(Region pointing data)
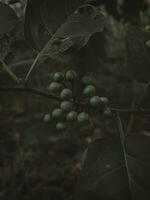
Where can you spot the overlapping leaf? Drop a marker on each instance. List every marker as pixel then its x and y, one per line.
pixel 8 19
pixel 72 33
pixel 110 173
pixel 138 54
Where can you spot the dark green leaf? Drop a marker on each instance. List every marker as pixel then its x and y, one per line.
pixel 34 29
pixel 8 19
pixel 138 54
pixel 109 174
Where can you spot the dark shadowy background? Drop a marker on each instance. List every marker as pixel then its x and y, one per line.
pixel 36 161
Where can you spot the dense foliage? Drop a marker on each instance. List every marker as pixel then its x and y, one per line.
pixel 74 99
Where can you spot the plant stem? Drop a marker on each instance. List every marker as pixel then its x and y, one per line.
pixel 122 137
pixel 9 71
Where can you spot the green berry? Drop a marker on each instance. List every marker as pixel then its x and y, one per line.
pixel 107 113
pixel 58 76
pixel 47 118
pixel 66 106
pixel 71 116
pixel 55 87
pixel 89 90
pixel 60 126
pixel 83 117
pixel 104 100
pixel 95 101
pixel 71 75
pixel 88 128
pixel 87 80
pixel 57 113
pixel 66 94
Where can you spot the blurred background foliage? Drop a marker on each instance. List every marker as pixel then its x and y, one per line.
pixel 36 161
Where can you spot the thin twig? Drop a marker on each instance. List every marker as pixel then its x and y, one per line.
pixel 122 137
pixel 22 89
pixel 144 96
pixel 9 71
pixel 130 111
pixel 34 91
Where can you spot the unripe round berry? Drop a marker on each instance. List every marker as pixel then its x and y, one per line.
pixel 47 118
pixel 87 80
pixel 55 87
pixel 57 113
pixel 107 113
pixel 95 101
pixel 104 100
pixel 60 126
pixel 71 75
pixel 71 116
pixel 58 76
pixel 66 106
pixel 66 94
pixel 89 90
pixel 83 117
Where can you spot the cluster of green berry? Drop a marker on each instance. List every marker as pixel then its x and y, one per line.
pixel 68 111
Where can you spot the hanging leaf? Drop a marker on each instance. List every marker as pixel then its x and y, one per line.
pixel 43 17
pixel 138 54
pixel 8 19
pixel 75 32
pixel 112 173
pixel 34 29
pixel 55 12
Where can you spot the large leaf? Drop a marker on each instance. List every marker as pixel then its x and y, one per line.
pixel 43 17
pixel 8 19
pixel 114 173
pixel 138 54
pixel 55 12
pixel 75 32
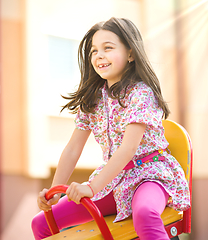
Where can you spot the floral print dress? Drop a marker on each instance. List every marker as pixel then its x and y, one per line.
pixel 108 123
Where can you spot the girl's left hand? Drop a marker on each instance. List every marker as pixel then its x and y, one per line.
pixel 76 191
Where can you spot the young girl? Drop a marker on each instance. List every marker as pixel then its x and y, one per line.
pixel 119 99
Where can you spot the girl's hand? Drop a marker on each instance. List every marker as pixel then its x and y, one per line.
pixel 77 191
pixel 45 205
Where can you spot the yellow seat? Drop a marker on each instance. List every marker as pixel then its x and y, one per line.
pixel 175 222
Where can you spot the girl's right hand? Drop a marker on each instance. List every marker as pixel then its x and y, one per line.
pixel 44 204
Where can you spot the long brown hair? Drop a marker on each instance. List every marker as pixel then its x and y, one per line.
pixel 139 70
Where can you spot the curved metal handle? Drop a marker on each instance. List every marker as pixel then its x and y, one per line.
pixel 88 204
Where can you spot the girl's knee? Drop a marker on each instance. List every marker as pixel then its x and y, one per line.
pixel 145 214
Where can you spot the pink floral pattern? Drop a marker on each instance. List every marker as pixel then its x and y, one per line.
pixel 108 123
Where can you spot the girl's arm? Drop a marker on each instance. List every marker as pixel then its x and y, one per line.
pixel 131 140
pixel 66 165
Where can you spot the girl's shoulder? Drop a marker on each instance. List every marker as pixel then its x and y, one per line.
pixel 140 88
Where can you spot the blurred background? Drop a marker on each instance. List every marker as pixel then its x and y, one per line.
pixel 39 41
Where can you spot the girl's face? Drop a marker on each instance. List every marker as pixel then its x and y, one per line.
pixel 109 56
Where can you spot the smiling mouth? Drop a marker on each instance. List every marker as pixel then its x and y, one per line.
pixel 103 65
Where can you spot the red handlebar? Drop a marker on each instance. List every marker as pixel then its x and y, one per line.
pixel 88 204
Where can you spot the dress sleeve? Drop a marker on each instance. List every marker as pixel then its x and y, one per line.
pixel 143 108
pixel 82 120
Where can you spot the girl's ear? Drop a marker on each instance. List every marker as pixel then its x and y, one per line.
pixel 131 57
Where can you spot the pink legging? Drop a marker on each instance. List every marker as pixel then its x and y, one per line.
pixel 148 203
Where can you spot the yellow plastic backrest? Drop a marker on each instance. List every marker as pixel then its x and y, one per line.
pixel 179 144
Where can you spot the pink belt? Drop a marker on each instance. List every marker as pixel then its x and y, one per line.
pixel 153 157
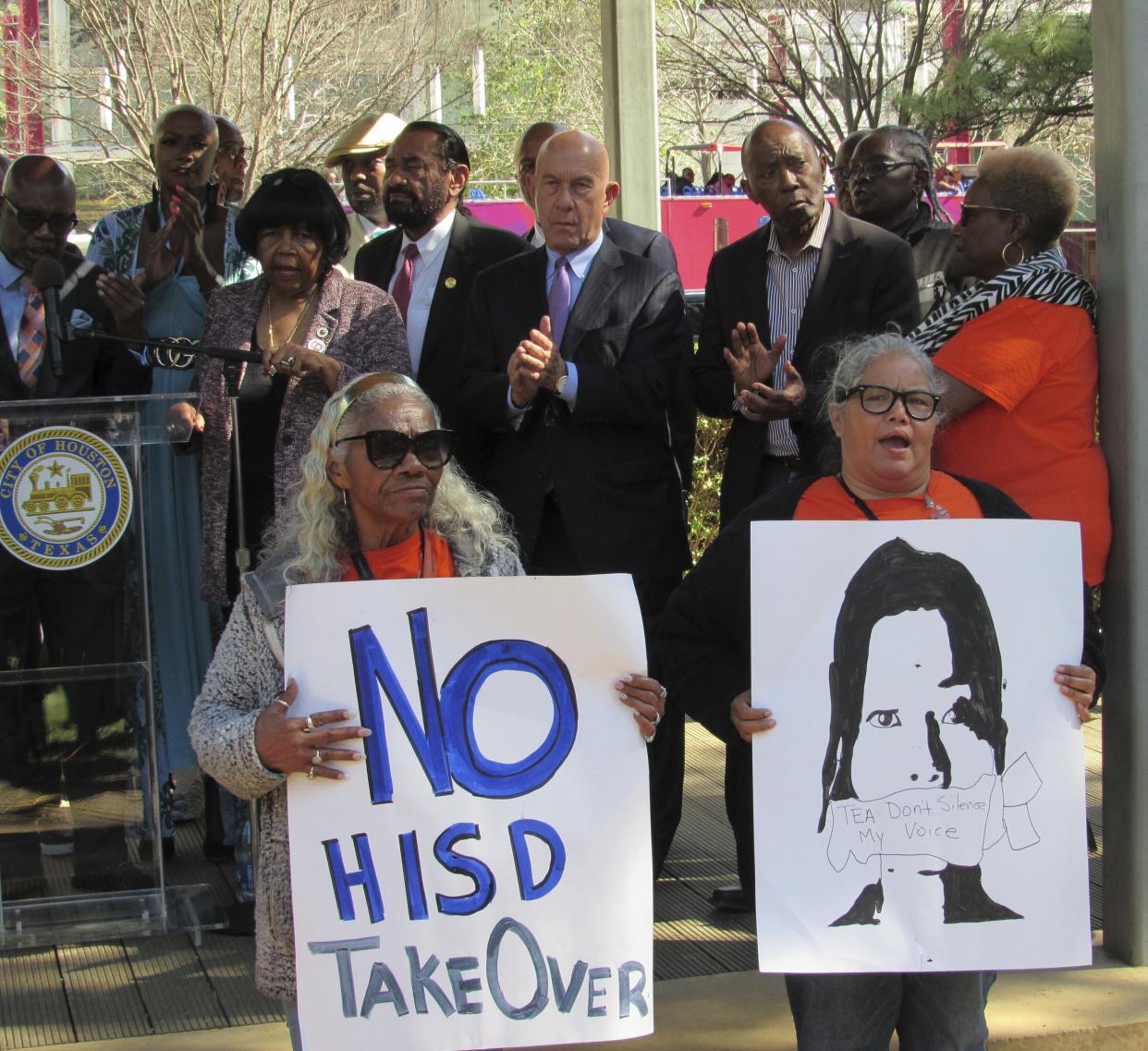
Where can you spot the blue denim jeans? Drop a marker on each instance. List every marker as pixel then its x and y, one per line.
pixel 937 1011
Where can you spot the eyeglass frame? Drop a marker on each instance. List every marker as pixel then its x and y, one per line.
pixel 964 208
pixel 51 221
pixel 893 396
pixel 883 168
pixel 437 434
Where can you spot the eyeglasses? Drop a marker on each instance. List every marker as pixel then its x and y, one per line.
pixel 877 400
pixel 387 449
pixel 976 208
pixel 31 221
pixel 873 169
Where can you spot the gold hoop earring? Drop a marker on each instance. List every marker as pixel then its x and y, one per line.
pixel 1005 257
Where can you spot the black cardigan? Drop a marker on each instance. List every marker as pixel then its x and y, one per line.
pixel 702 640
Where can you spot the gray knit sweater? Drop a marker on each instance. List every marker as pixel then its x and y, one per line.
pixel 242 680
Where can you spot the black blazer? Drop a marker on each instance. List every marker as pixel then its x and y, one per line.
pixel 864 280
pixel 91 368
pixel 641 240
pixel 608 462
pixel 472 247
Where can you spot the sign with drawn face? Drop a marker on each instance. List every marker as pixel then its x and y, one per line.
pixel 920 804
pixel 483 877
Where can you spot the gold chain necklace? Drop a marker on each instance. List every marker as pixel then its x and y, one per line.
pixel 299 321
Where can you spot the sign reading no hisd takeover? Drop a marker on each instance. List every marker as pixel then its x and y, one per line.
pixel 66 497
pixel 482 879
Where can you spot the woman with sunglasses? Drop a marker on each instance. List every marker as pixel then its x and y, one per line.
pixel 1019 350
pixel 316 331
pixel 178 249
pixel 379 500
pixel 883 408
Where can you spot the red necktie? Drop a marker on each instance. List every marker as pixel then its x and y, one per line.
pixel 404 280
pixel 32 335
pixel 559 299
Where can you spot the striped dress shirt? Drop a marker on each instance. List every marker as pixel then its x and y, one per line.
pixel 788 287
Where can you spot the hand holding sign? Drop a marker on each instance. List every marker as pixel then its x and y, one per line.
pixel 299 746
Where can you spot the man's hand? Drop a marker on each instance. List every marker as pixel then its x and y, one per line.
pixel 748 359
pixel 535 363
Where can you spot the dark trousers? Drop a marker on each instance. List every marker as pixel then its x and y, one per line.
pixel 555 556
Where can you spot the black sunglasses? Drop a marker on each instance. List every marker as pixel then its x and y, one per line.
pixel 387 449
pixel 877 400
pixel 32 221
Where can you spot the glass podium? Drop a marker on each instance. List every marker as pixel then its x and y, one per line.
pixel 80 831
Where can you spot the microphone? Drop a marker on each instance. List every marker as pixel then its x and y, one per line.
pixel 47 275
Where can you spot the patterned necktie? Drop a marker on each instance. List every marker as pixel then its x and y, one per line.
pixel 406 279
pixel 559 299
pixel 32 335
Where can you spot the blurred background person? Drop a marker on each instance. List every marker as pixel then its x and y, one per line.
pixel 316 331
pixel 178 249
pixel 359 154
pixel 890 181
pixel 379 500
pixel 1019 351
pixel 231 162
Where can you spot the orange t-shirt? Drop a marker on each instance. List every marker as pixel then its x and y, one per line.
pixel 1034 435
pixel 401 561
pixel 826 501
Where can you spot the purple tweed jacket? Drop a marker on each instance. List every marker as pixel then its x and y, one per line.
pixel 355 323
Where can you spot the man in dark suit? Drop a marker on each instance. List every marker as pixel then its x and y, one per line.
pixel 776 301
pixel 430 260
pixel 38 214
pixel 640 240
pixel 79 611
pixel 575 359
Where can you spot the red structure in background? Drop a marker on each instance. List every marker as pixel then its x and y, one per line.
pixel 24 128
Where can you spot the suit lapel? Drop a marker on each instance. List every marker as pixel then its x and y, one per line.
pixel 454 284
pixel 602 280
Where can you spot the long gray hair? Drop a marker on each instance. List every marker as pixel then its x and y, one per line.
pixel 853 358
pixel 310 534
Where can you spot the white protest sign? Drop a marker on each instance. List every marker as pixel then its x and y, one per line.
pixel 921 803
pixel 483 879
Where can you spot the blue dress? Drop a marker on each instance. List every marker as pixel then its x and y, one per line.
pixel 180 628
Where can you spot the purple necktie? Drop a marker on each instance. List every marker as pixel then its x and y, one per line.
pixel 559 299
pixel 406 280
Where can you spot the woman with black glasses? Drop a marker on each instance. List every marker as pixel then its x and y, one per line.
pixel 379 500
pixel 316 331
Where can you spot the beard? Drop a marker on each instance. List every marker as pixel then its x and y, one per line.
pixel 407 208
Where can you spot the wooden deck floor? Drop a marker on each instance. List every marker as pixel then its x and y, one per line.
pixel 74 994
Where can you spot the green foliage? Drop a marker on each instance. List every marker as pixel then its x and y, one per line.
pixel 708 463
pixel 1025 80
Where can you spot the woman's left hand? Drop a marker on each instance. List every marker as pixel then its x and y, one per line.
pixel 1078 683
pixel 648 699
pixel 301 361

Task prompt: Look for "Where can you spot the purple necktie?" in the records. Write out its line and every later line through the end exactly, with nothing more.

Finished exercise:
Where can you spot the purple necktie? Drop a marker on each instance. List every marker as pixel then its x and y, one per line.
pixel 559 299
pixel 406 280
Where can you spot the woman with black glasses? Drop a marker on each instance. List every marker as pixel then its x and y, one per line.
pixel 379 500
pixel 316 331
Where can you spot the beard? Drop a marker on each instance. List every marker as pixel then its x and y, one per line.
pixel 407 208
Where can you spot the wooden deck floor? Drop a marker on each instance. List every marker as pixel then its x and y, one per line.
pixel 74 994
Where can you spot the green foliage? Drop a marker on each instance. List every marker as pixel then its x and y, one per line.
pixel 708 463
pixel 1025 80
Where can you spot the woman's left hand? Drop a marker on each instance. List every marker as pixel then its x and y, one per line.
pixel 1078 683
pixel 648 699
pixel 301 361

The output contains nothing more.